Enunciado da tarefa
Responda com base no texto sobre os versos do Alcorão:
(a) A partir de qual verso o texto diz que se deve ler Al Anfal 8:61 para entendê-lo em seu contexto?
(b) Qual é a terceira razão listada para começar uma guerra contra os não-muçulmanos?
(c) Com quais dois nomes Deus é chamado no fim do último verso citado?

Um não-muçulmano disse que o Alcorão se contradiz como em 8:61 “Se eles se inclinam à paz, inclina-te tu também” mas em 47:35 “não pedem a paz”. Por favor, explique o motivo, pois tenho certeza de que não há contradições no Alcorão.
Primeiro de tudo, devemos saber em que circunstâncias os muçulmanos estão autorizados a lutar contra os não-muçulmanos.
Os versos especificam os limites que justificam uma guerra quando transgredidos por não-muçulmanos:
Deus nada vos proíbe quanto àqueles que não vos combateram pela causa da religião e não vos expulsaram dos vossos lares, nem que lideis com eles com gentileza e equidade, porque Deus aprecia os equitativos.
Alcorão 60/8 – 9
Deus vos proíbe apenas entrardes em privacidade com aqueles que vos combateram na religião, expulsaram-vos dos vossos lares ou que cooperaram na vossa expulsão. Em verdade, aqueles que entrarem em privacidade com eles serão injustos.
De acordo com o versículo, as seguintes razões são para começar uma guerra contra os não-muçulmanos:
1- Se os não-muçulmanos começarem uma batalha contra os muçulmanos devido à sua religião
2- Se eles expulsarem os muçulmanos de suas casas
3- Se apoiarem os que expulsam os muçulmanos
Não podemos fazer amizade ou demonstrar simpatia pelos que cruzam essas linhas. Se os não-muçulmanos transgredirem qualquer um desses três, os muçulmanos têm o direito de iniciar uma guerra contra os não-muçulmanos. Caso contrário, os muçulmanos não podem ser o lado que inicia a guerra, mas eles sempre têm o direito de se defender.
Agora vamos considerar o primeiro verso mencionado na sua pergunta. Para entender corretamente Al Anfal 8:61, precisamos lê-lo em seu contexto, a partir do verso 55 em diante:
As piores criaturas aos olhos de Deus são aquelas que O ignoram. Isso é porque eles não acreditam e confiam n’Ele. São aqueles com quem fazes um pacto e que, sistematicamente, quebram seus compromissos, e não temem a Deus. Se os dominardes na guerra, dispersai-os, juntamente com aqueles que os seguem, para que meditem. Se suspeitas da traição de um povo, rompe o teu pacto do mesmo modo, porque Deus não estima os traidores. Não pensem os incrédulos que poderão obter coisas melhores (que as dos crentes). Jamais o conseguirão. Mobilizai todo poder que dispuserdes, em armas e cavalaria, para intimidardes, com isso, o inimigo de Deus e vosso, e se intimidarem ainda outros que não conheceis, mas que Deus bem conhece. Tudo quanto investirdes na causa de Deus, ser-vos-á retribuído e não sereis injustiçados. Se eles se inclinam à paz, inclina-te tu também a ela, e confia em Deus, Ele é o Oniouvinte, o Sapientíssimo.

Dados fornecidos
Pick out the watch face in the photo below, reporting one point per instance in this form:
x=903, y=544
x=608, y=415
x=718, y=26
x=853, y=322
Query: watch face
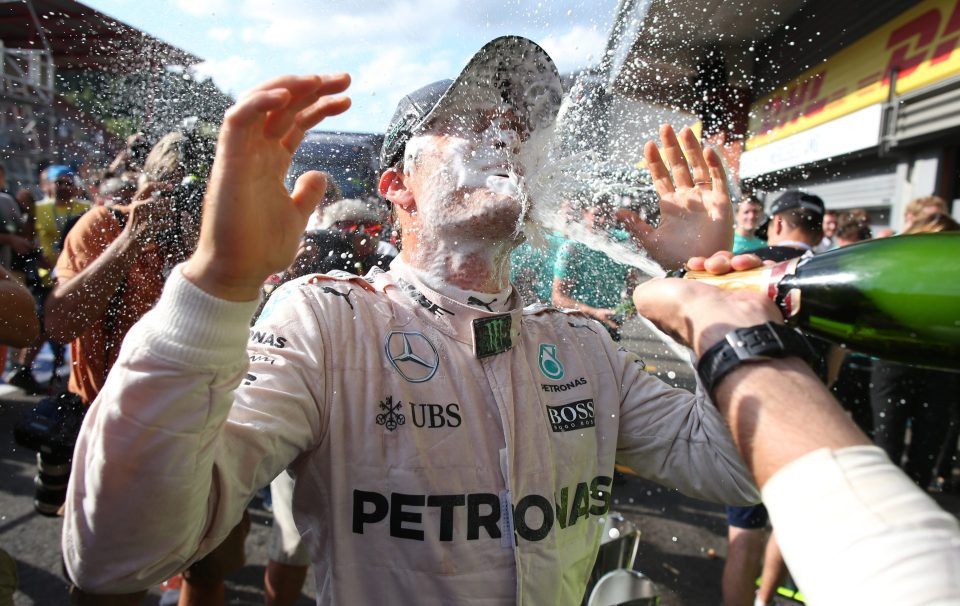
x=755, y=343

Resposta do exercício
(a) A partir do verso 55.
(b) Se os não-muçulmanos apoiarem os que expulsam os muçulmanos.
(c) O Oniouvinte e o Sapientíssimo.